===== Selected excerpt

The expanding presence of Facebook, Twitter and Instagram in our everyday lives has blurred the line between reality and fantasy. We are never more than a couple of taps away from seeing what other people are getting up to, judging whether or not they are having more fun than us and engaging in a digital one-upmanship.
We are able to create a perfectly crafted persona online, which may or may not bear resemblance to our real-life selves. We adjust what we post to give the impression that we are constantly having the most glamorous and exciting time of our lives, while concealing the parts of life that don't quite fit in with our own fabricated version of ideal. The selfie is just the tip of the iceberg.
We can share a picture of a large bath, filled with luxurious bubbles and surrounded by candles, and no one ever need know that the water's lukewarm because the boiler's on the blink and the bath leaks so if anyone's in the kitchen they might get a bit damp.
This is both the magic - and insanity - of the internet. Our age is one of half-truths, carefully-edited photographs and broken people hiding behind a contrived digital mask.
In an article titled 'Instagram's envy effect', Relevant magazine explores the danger of foregoing authentic, intimate community in favour of that found in the public sphere of the internet. "Community happens when we hear each other's actual voices, when we enter one another's actual homes, with actual messes, around actual tables telling stories that ramble on beyond 140 pithy characters," writes Shauna Niequist.
We are losing that real community found when we gather in person with friends - real, honest conversations where we admit what's not going so well as well as celebrating what is, because we're too busy worrying about how many likes our profile picture is getting or why that girl we haven't spoken to since year 9 seems to be enjoying life way more than we are.
We find ourselves so consumed with crafting a post that lets other people know what a great time we're having, that we forget to actually enjoy the company and beauty that really is around us.
We let reality slip away while staring at a two inch screen.
It's time we started facing the problems we are creating for ourselves by succumbing to the lures of social media and the thrill of the selfie. The internet is an incredible resource, but it's all too easy to fall prey to obsession, which is when it becomes unhealthy.
Sometimes I wonder what Jesus would have done if he lived in an age of camera phones. Would he have tweeted photos of himself hanging out by the water's edge, having a few glasses of wine at the wedding at Cana, or standing next to that tree with the caption "I think someone's up there, LOL"? Somehow I can't imagine it, because he always favoured intimate relationship over self-promotion.
He withdrew from the crowds and spent time with God alone.
He told servants at the wedding to hide the fact that he had performed a miracle.
He invited Zacchaeus down from the tree and even had dinner with him, well aware that it would damage his own reputation.
You see, Jesus wasn't that concerned with holding up a reputation at all. In fact, he had a pretty bad image in the eyes of many people of his day. He was eventually killed because of it.
I get the impression that Jesus cared far more that the people he met felt loved and valued, than about crafting a shiny image of himself. And even though the Bible suggests he wasn't particularly good-looking, I'm not convinced he would have agonised over filters.
The Bible also describes Jesus as a man of sorrows who had nothing to attract us to him, and yet, attract us he does, two millennia after his thoroughly unglamorous, unenviable death on a cross.
My intention is not to criticise those who post photos of themselves because, I must admit, I am a recent convert to Snapchat, and I'm sure the hundreds of photos floating around cyberspace will one day come back to bite me in the belfie.
But I think it is important to consider the place of significance that we allow self-promotion to have in our lives, and the ramifications it's having on our ability to build effective community.
Jesus calls us to die to ourselves; perhaps it's time we die to our selfies too.

==========

▶ [Problem 1]
Please write out the social media text from "We find ourselves" up to and including "it becomes unhealthy.", replacing "two inch screen" with "phone screen".
▶ [Problem 2]
What is the title of the Relevant magazine article mentioned in the social media text?

===== Data shown

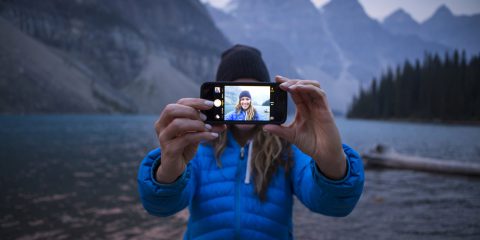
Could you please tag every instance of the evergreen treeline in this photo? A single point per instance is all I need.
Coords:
(445, 88)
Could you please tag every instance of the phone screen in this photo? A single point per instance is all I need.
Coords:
(245, 103)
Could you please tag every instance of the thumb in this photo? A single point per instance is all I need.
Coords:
(281, 131)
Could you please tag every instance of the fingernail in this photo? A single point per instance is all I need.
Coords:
(209, 103)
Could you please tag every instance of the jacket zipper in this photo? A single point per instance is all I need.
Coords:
(242, 152)
(238, 184)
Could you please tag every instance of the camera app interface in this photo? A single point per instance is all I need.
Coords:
(243, 103)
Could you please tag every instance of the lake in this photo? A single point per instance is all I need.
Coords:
(70, 176)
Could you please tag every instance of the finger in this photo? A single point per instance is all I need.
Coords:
(284, 132)
(219, 128)
(299, 101)
(172, 111)
(181, 126)
(316, 97)
(284, 82)
(193, 138)
(309, 82)
(197, 103)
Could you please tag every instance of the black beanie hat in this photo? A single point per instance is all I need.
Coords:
(244, 94)
(241, 61)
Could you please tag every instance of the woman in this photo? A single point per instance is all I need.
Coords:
(244, 109)
(239, 183)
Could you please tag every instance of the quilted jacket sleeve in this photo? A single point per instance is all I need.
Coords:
(163, 199)
(322, 195)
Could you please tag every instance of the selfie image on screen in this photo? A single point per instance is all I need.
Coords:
(247, 103)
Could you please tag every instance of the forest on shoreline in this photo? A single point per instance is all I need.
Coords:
(438, 89)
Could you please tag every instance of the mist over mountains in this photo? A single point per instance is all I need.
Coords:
(104, 56)
(135, 56)
(339, 44)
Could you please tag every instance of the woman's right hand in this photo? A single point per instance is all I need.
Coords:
(180, 129)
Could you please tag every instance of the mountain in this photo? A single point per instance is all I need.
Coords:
(459, 32)
(34, 78)
(339, 44)
(400, 22)
(145, 52)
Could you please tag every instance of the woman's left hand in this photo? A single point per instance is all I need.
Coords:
(313, 130)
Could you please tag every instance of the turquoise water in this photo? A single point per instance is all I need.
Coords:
(74, 177)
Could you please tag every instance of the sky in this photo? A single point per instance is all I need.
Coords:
(379, 9)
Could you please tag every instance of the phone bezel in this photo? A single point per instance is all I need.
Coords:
(281, 102)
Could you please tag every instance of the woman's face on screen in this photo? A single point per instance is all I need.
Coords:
(245, 102)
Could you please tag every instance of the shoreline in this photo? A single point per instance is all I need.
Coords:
(423, 121)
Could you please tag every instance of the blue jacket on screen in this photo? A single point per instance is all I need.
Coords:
(223, 206)
(240, 115)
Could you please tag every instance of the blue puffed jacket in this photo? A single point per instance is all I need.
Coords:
(222, 201)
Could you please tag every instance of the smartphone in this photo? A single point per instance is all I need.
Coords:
(245, 103)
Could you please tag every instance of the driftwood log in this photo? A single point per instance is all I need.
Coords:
(383, 156)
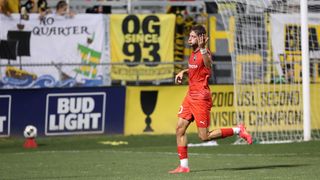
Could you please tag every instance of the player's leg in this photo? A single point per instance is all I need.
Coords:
(240, 130)
(182, 147)
(185, 118)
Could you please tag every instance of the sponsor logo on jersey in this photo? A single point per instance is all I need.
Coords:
(193, 66)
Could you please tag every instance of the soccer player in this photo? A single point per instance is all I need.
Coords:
(197, 103)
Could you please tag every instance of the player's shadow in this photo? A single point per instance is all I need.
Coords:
(254, 167)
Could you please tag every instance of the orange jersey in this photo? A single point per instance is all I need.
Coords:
(199, 76)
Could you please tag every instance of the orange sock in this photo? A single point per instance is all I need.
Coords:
(226, 132)
(183, 152)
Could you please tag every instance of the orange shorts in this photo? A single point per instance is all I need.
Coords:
(196, 109)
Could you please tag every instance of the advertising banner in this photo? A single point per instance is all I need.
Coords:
(286, 42)
(146, 39)
(53, 41)
(153, 110)
(69, 111)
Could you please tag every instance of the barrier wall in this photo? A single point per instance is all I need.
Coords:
(63, 111)
(147, 109)
(153, 110)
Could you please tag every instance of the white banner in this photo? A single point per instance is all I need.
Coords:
(286, 40)
(54, 40)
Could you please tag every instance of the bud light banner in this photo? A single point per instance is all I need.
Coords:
(5, 104)
(69, 111)
(53, 51)
(75, 113)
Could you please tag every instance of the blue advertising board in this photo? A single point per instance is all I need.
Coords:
(66, 111)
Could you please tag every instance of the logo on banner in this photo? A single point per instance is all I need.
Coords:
(75, 113)
(5, 105)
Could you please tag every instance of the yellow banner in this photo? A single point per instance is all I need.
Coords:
(264, 108)
(144, 39)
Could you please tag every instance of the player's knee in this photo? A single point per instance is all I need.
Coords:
(180, 131)
(203, 137)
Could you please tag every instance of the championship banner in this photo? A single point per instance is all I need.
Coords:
(153, 110)
(286, 40)
(266, 108)
(146, 39)
(53, 41)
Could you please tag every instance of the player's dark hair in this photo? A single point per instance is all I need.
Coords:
(199, 29)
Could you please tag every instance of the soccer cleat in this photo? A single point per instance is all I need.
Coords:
(244, 134)
(180, 169)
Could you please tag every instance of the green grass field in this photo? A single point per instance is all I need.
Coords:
(151, 156)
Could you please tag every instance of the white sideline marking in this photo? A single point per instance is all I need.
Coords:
(164, 153)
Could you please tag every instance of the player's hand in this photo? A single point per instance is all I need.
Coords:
(202, 41)
(178, 78)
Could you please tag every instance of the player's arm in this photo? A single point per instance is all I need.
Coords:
(203, 39)
(179, 76)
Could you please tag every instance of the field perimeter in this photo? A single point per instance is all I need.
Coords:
(150, 157)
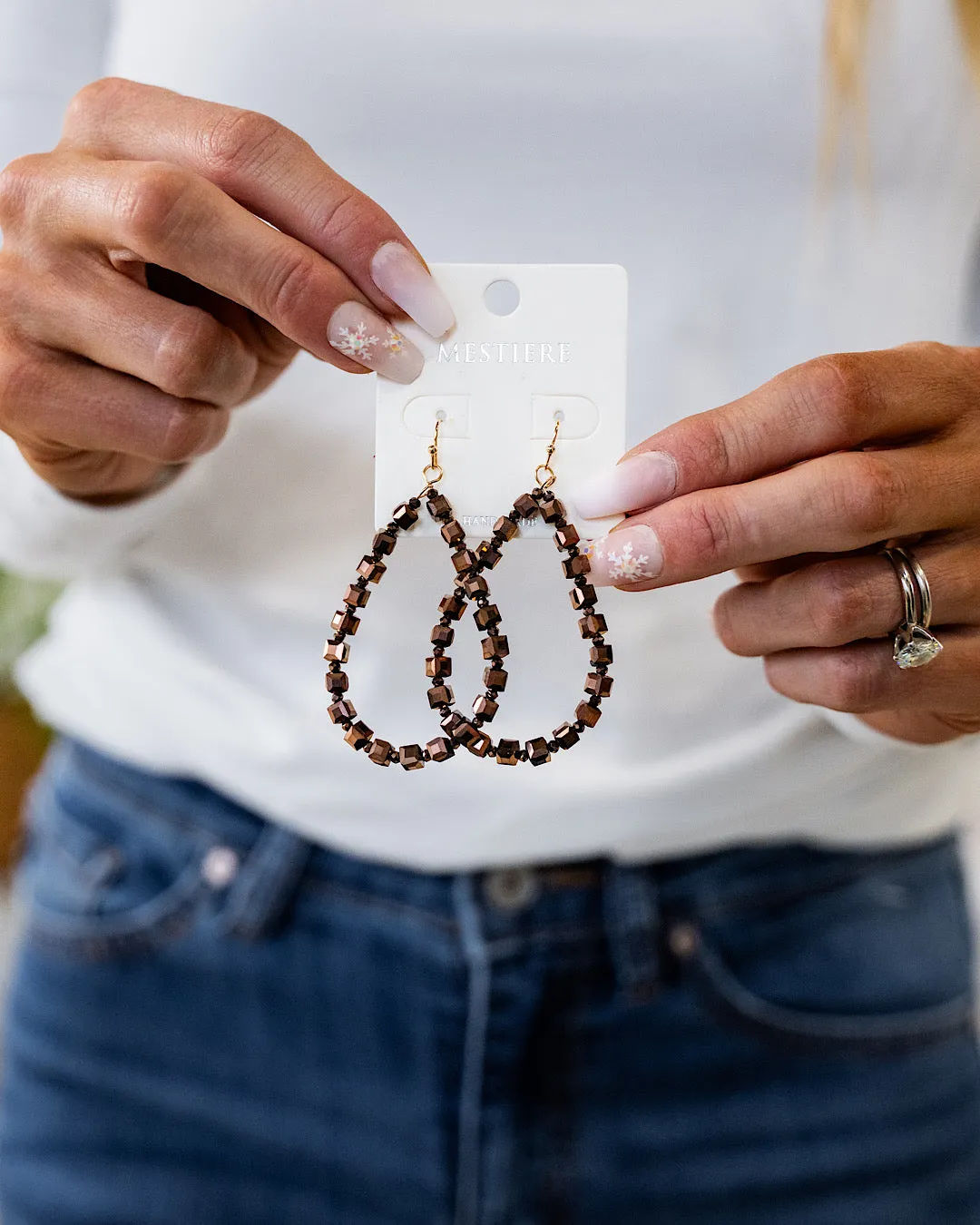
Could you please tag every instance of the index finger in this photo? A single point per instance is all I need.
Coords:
(275, 174)
(833, 403)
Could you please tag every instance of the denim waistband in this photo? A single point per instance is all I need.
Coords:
(718, 882)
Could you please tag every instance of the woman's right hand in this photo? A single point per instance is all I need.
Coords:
(142, 296)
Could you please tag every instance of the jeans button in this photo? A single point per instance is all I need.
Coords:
(511, 888)
(220, 867)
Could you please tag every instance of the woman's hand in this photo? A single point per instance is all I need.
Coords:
(142, 296)
(795, 486)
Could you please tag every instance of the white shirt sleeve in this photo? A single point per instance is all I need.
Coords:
(48, 51)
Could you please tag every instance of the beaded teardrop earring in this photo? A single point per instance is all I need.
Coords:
(467, 731)
(438, 665)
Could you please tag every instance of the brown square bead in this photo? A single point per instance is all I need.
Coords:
(438, 665)
(601, 653)
(440, 750)
(566, 735)
(588, 626)
(454, 533)
(359, 737)
(443, 634)
(506, 528)
(357, 595)
(550, 507)
(538, 751)
(475, 585)
(452, 723)
(525, 506)
(343, 622)
(440, 695)
(479, 745)
(487, 554)
(371, 570)
(495, 646)
(487, 616)
(410, 757)
(508, 752)
(599, 686)
(380, 752)
(576, 566)
(438, 506)
(452, 606)
(485, 707)
(342, 712)
(405, 516)
(384, 542)
(582, 595)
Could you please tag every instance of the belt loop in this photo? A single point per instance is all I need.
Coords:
(266, 885)
(632, 923)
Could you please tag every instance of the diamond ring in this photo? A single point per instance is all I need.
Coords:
(914, 646)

==========

▶ [Problem solution 1]
We find ourselves so consumed with crafting a post that lets other people know what a great time we're having, that we forget to actually enjoy the company and beauty that really is around us.
We let reality slip away while staring at a phone screen.
It's time we started facing the problems we are creating for ourselves by succumbing to the lures of social media and the thrill of the selfie. The internet is an incredible resource, but it's all too easy to fall prey to obsession, which is when it becomes unhealthy.

▶ [Problem solution 2]
'Instagram's envy effect'